▸ **WORK INSTRUCTIONS**
[a] Rewrite the part of the easyspeak setup instructions that opens with the words containing "If you use uv" and closes with "from in there.", changing "virtual environment" to "venv" throughout.
[b] Answer these questions from the easyspeak setup instructions:
(i) What is the name of the voice model file downloaded into ~/.local/share/piper?
(ii) Into which directory is the easyspeak repository cloned?
(iii) Why must the user log out and back in after copying the extension files?
[c] Proceed with the easyspeak setup instructions, starting right after the last line shown.
-- start EXCERPTED PASSAGE --
If you use uv you can ignore the steps that create a virtual environment and simply run:
uv run easyspeak
uv will transparently create and update a virtual environment, and run easyspeak from in there.
3. Piper TTS
mkdir -p ~/.local/bin
cd ~/.local/bin
wget https://github.com/rhasspy/piper/releases/download/2023.11.14-2/piper_linux_x86_64.tar.gz
tar xzf piper_linux_x86_64.tar.gz
rm piper_linux_x86_64.tar.gz
echo 'export PATH="$HOME/.local/bin/piper:$PATH"' >> ~/.bashrc
source ~/.bashrc
mkdir -p ~/.local/share/piper
cd ~/.local/share/piper
wget -O en_US-amy-medium.onnx \
"https://huggingface.co/rhasspy/piper-voices/resolve/v1.0.0/en/en_US/amy/medium/en_US-amy-medium.onnx"
wget -O en_US-amy-medium.onnx.json \
"https://huggingface.co/rhasspy/piper-voices/resolve/v1.0.0/en/en_US/amy/medium/en_US-amy-medium.onnx.json"
4. Clone Repository
git clone https://github.com/ctsdownloads/easyspeak.git ~/easyspeak
cd ~/easyspeak
5. GNOME Shell Extension
mkdir -p ~/.local/share/gnome-shell/extensions/easyspeak-grid@local
cp extension.js metadata.json ~/.local/share/gnome-shell/extensions/easyspeak-grid@local/
Log out and back in (GNOME Shell must restart to detect new extensions).
-- end EXCERPTED PASSAGE --
-- start DATASET CONTENT --
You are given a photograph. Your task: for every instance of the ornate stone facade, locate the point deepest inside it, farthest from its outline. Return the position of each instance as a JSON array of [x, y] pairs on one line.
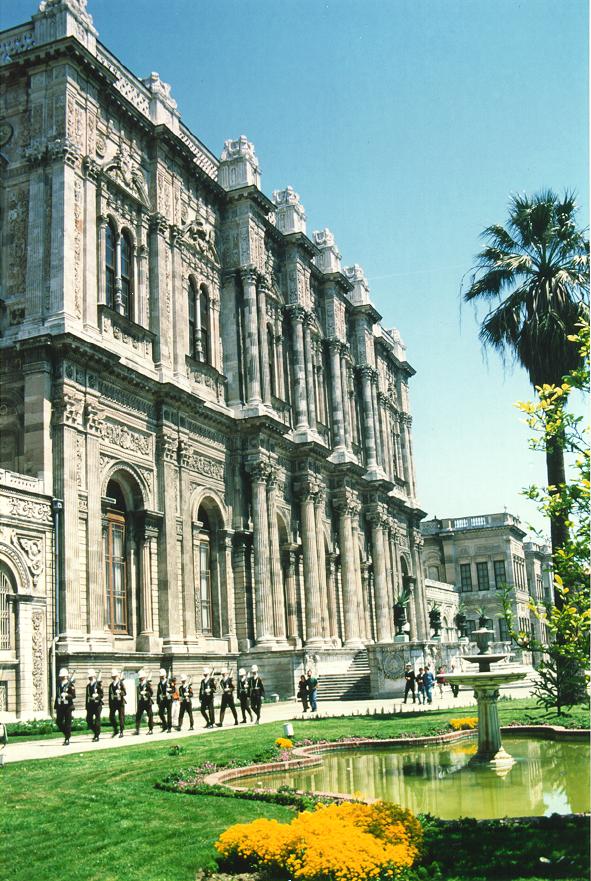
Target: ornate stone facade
-- end DATASET CONTENT --
▸ **ANSWERS FOR THE EXERCISE**
[a]
If you use uv you can ignore the steps that create a venv and simply run:
uv run easyspeak
uv will transparently create and update a venv, and run easyspeak from in there.

[b]
(i) en_US-amy-medium.onnx, along with its companion file en_US-amy-medium.onnx.json.
(ii) ~/easyspeak
(iii) GNOME Shell must restart to detect new extensions.

[c]
Then enable:
gnome-extensions enable easyspeak-grid@local
6. Enable Accessibility
gsettings set org.gnome.desktop.interface toolkit-accessibility true
7. Configure Qutebrowser
EasySpeak uses number hints (not letters). Configure qutebrowser:
mkdir -p ~/.config/qutebrowser
cat > ~/.config/qutebrowser/config.py << 'EOF'
config.load_autoconfig(False)
c.hints.chars = '0123456789'
EOF
Usage
source ~/easyspeak-venv/bin/activate # Now python = venv's python3.12
easyspeak # the project execution script
Activate the venv each time you open a new terminal.
Say "Hey Jarvis" followed by a command.
Commands
Mouse Grid
Screen splits into a 3x3 layout (like a phone keypad):
1 2 3
4 5 6
7 8 9
Say "grid" to show it. Say a number to zoom into that zone. Keep zooming until you're over your target, then "click".
Chain numbers to go faster: "3 6 3" zooms three times at once.
Drag and drop:
- Navigate to the thing you want to drag
- Say "mark" - grabs it (mousedown)
- Grid resets to full screen
- Navigate to where you want to drop it
- Say "drag" - releases it (mouseup)
| Command | Action |
|---|---|
| grid | Show grid |
| 1-9 | Zoom to zone |
| 3 7 5 | Chain zones |
| click | Left click |
| double click | Double click |
| right click | Right click |
| middle click | Middle click |
| up/down/left/right | Nudge position |
| left 5, down 3, etc. | Nudge with repeat |
| scroll up/down/left/right | Scroll at cursor |
| scroll down 3, etc. | Scroll with repeat |
| mark | Grab (start drag) |
| drag | Drop (end drag) |
| again | Reopen at last spot |
| close | Hide grid |
Head Tracking (Experimental)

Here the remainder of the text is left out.